Information provided:
★ ★ ★

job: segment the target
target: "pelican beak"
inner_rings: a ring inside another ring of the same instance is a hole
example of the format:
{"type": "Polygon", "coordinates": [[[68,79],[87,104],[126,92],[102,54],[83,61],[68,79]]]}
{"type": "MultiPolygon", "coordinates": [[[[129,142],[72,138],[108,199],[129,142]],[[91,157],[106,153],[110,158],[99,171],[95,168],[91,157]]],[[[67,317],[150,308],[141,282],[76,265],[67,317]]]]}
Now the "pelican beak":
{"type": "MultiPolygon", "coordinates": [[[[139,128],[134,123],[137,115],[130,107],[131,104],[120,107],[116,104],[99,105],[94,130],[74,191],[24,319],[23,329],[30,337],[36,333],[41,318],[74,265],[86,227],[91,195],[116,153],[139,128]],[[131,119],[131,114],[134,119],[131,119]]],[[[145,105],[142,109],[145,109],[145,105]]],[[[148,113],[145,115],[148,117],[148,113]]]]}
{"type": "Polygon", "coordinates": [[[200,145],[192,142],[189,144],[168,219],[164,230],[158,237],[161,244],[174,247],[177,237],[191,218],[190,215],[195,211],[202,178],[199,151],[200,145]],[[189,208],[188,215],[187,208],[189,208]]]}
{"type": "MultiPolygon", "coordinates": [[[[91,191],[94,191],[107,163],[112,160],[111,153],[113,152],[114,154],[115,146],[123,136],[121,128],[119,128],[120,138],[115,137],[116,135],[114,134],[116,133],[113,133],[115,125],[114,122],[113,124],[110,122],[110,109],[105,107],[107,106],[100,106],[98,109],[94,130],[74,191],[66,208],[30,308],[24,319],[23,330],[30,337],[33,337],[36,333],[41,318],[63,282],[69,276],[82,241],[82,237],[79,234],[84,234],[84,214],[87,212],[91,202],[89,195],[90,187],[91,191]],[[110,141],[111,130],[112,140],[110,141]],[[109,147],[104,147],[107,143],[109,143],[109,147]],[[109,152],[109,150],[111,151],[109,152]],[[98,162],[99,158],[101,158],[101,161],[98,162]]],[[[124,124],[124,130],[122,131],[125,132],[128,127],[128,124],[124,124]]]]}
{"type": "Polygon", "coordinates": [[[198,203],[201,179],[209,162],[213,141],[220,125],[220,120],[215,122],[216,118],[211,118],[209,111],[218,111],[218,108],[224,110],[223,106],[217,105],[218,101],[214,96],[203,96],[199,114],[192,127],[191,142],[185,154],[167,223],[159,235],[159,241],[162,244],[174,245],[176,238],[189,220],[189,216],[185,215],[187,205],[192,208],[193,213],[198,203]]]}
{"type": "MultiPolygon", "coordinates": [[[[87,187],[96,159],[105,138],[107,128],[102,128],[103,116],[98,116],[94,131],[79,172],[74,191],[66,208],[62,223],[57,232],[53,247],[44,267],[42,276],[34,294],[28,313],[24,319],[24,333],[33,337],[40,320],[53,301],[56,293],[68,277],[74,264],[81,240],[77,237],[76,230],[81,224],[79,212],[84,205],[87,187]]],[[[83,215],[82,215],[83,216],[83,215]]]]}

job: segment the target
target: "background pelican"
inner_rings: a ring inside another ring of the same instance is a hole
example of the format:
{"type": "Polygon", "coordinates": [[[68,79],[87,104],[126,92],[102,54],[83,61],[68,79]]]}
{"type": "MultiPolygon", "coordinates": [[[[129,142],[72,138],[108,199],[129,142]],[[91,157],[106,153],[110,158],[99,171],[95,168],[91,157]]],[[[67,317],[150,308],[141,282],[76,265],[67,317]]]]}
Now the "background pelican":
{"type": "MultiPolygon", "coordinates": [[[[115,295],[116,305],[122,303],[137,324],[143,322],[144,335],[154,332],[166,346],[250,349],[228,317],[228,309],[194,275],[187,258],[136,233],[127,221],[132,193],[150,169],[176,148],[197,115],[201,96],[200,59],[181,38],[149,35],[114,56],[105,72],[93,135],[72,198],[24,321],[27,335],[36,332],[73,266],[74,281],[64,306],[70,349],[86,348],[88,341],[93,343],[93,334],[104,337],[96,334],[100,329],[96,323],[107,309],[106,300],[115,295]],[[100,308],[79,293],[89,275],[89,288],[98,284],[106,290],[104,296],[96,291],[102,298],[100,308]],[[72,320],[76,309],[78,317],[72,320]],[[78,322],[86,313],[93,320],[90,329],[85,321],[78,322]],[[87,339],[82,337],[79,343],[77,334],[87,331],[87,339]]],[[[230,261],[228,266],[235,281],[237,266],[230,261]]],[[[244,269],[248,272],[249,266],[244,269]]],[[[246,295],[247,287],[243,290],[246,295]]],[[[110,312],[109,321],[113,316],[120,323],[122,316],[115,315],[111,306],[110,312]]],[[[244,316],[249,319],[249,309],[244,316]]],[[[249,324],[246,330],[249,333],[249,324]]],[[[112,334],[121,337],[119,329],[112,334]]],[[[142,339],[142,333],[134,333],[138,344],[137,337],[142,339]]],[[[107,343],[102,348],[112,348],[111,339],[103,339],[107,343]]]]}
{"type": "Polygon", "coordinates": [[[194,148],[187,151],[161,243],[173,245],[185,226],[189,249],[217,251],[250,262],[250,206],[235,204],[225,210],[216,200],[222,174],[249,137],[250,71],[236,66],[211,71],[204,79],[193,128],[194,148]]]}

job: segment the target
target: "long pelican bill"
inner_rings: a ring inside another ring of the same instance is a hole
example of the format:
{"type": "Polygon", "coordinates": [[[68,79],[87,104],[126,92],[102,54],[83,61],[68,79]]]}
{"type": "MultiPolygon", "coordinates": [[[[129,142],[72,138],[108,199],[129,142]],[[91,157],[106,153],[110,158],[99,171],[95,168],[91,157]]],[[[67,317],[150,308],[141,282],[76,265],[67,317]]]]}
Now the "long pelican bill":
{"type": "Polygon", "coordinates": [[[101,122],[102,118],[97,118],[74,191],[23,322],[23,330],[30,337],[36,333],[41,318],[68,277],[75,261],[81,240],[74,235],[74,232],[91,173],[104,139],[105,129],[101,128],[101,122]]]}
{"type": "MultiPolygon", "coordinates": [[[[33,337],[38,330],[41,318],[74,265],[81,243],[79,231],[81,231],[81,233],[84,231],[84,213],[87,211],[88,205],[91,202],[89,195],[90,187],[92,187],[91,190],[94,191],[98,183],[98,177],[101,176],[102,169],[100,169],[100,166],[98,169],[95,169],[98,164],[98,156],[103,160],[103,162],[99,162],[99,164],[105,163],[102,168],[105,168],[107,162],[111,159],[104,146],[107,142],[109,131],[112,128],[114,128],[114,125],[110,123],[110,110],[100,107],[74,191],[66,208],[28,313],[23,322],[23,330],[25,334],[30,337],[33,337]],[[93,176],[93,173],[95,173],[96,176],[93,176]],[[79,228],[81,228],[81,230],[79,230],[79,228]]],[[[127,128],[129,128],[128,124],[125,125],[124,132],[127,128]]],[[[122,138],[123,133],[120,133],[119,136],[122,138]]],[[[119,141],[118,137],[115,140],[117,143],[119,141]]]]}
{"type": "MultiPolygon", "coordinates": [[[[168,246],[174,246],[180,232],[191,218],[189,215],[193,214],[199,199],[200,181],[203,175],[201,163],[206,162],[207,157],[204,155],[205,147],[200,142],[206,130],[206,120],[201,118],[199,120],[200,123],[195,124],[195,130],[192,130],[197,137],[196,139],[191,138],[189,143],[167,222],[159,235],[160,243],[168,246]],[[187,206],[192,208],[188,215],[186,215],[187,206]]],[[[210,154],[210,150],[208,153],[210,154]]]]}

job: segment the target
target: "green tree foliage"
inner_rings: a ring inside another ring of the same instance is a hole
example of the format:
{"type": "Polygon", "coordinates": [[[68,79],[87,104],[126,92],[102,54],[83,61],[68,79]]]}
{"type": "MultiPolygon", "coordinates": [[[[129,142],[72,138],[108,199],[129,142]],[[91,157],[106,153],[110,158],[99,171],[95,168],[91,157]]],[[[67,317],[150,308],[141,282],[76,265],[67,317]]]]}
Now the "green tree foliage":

★ ★ ★

Action item: Count the lines above that contain the word "tree". Write only the number.

Output: 2